* Task input
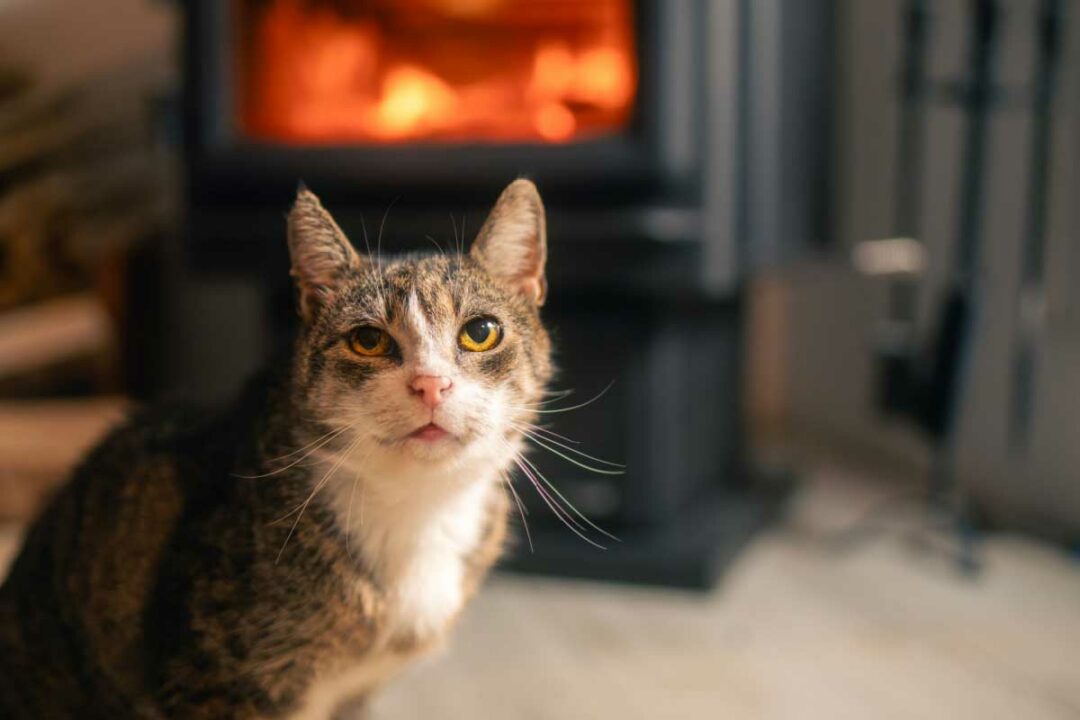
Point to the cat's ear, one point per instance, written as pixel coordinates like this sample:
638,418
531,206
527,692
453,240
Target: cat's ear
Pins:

* Exercise goal
What you return must match the records above exactly, minus any images.

* Answer below
Point to the cat's ear, one point per instance, written as pixel coordinates like this sample:
638,418
531,206
527,692
453,240
Target: cat's ear
Pins:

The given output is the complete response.